[READING TEXT]:
= Beginning of Section =

This radioactive form of strontium chloride - known as strontium-89 - has been developed for cancer treatment. Doctors say that it is not a cure, however, and has not been found to shrink tumours. But once injected into the bloodstream, it is carried straight to secondary cancer deposits in the bones where it can reduce pain.
The only problem is the price. A single injection, which lasts about three months, costs about pounds 800. Dr Valerie Lewington, from the Department of Nuclear Medicine at Southampton General Hospital, says: 'Strontium is an ideal substance to use because, like calcium, it has a natural affinity for bone and is avidly 'taken up' at sites of increased bone activity - such as around malignant deposits.'
Iris Webb, 69, from Portsmouth, was diagnosed as having breast cancer in 1987. Last year she developed excruciating pain from secondary cancer in the bones of her legs and was confined to a wheelchair. In November, she was given an injection of strontium-89. Within one week she noticed a significant reduction in pain levels. Now she is free from pain, fully mobile, and has taken up her old hobbies of painting and drawing.
Prostate and breast cancer are among the most common forms of the disease: in Britain alone, more than 10,000 new cases of prostate cancer are diagnosed every year. In the later stages, both cancers usually spread to the bones.
A combination of morphine-based drugs and conventional radiotherapy is normally used to relieve pain. Both have unpleasant side-effects such as constipation, nausea and drowsiness. Conventional radiotherapy requires frequent trips to hospital, and usually only one or two areas of the body can be treated at a time.
So far there have been three trials of strontium-89 in the UK involving nine hospitals, including Southampton. The second of these, a double-blind study involving 26 patients published in the European Journal of Cancer, found that strontium-89 compared extremely favourably with a placebo, with many patients reporting complete pain relief.
Results of a third major trial, involving 284 patients, have not been published, but they indicate that strontium-89 not only relieves pain but may also delay the development of new sites of distress. Researchers believe it may do this by attacking micro-deposits of cancer cells in bone, which are too small to be detected by scans. A recent Canadian trial has come up with similar results.

= End of Section =

[MATERIAL PROVIDED]:
= Beginning of Section =

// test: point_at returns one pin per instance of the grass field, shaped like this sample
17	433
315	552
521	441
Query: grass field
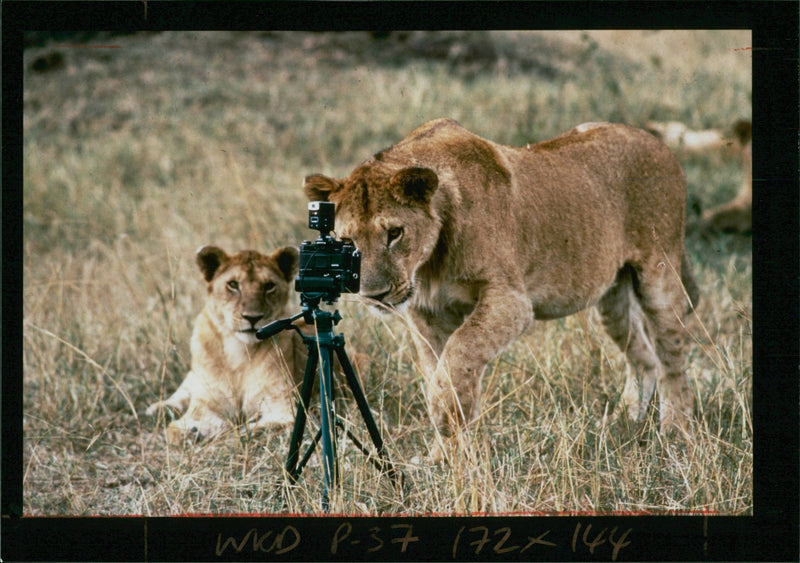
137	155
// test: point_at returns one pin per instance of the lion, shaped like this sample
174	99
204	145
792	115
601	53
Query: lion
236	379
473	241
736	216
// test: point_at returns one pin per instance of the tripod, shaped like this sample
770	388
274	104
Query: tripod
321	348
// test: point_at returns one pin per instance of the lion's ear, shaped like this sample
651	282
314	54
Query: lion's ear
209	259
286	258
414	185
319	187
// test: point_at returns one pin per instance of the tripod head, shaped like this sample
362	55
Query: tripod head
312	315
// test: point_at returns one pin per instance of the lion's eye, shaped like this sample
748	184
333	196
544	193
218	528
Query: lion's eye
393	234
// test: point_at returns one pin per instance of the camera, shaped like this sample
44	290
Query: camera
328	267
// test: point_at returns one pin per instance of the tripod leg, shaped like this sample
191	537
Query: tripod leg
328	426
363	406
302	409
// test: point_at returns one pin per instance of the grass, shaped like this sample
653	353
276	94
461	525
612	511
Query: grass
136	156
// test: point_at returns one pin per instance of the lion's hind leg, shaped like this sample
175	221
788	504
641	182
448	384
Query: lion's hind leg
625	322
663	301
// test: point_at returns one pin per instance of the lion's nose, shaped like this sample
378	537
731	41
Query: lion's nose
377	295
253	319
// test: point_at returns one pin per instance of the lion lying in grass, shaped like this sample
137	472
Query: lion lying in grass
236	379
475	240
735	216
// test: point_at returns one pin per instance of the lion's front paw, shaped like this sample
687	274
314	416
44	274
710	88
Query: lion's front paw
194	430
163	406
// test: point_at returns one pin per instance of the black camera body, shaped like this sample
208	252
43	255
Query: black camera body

= End of Section =

[PARTS OF THE EXERCISE]:
1) According to the article on strontium-89, how long does a single injection last?
2) Write a continuation of the article on strontium-89, beginning after its final sentence.
The data are separate material with no connection to the article on strontium-89.

[REPLIES]:
1) About three months.

2)
The advantages of strontium treatment are numerous. It involves only one visit to the outpatient clinic for one injection, the effects of which begin within two or three weeks and last at least three months. Because it 'targets' cancer deposits, it has no effect on normal tissue and can therefore be given in higher, more effective doses than conventional radiotherapy. It travels in the blood and is capable of reaching several cancer 'hot spots' simultaneously. Unlike morphine, it has no general effect on the nervous system; and unlike conventional radiotherapy, there is in theory no limit to the number of treatments that can be given.
No one yet knows exactly how strontium-89 relieves pain. Like conventional radiotherapy, it is thought to relieve the pain of bone cancer by killing off the abnormal cells which cause swelling and fractures. Researchers also believe it may interfere with the cells on the edge of cancer deposits, called osteoclasts.
The major drawback to this 'wonder drug' is its prohibitive cost. Amersham International, which markets strontium-89 as Metastron in the UK, says that the price reflects the cost of obtaining a purified source of strontium and producing the radioactive isotope from this 'stable' form. Since there are no suitable nuclear reactors in Britain, the active drug has to be prepared in Sweden, Belgium or the Netherlands and reimported. And, unlike other manufacturing processes, the cost of the drug does not drop with greater production.
Because it is so costly, the use of strontium-89, either on its own or in combination with other treatments, remains restricted. In the current climate of limited resources, many doctors are cautious about adding a new and expensive therapy to those already tried and tested.
Dr David Cole, consultant radiotherapist at the Churchill Hospital in Oxford, says: 'The cost of conventional radiotherapy is virtually nil once the initial outlay has been made on the equipment.' He has yet to be convinced that strontium is superior to available forms of treatment.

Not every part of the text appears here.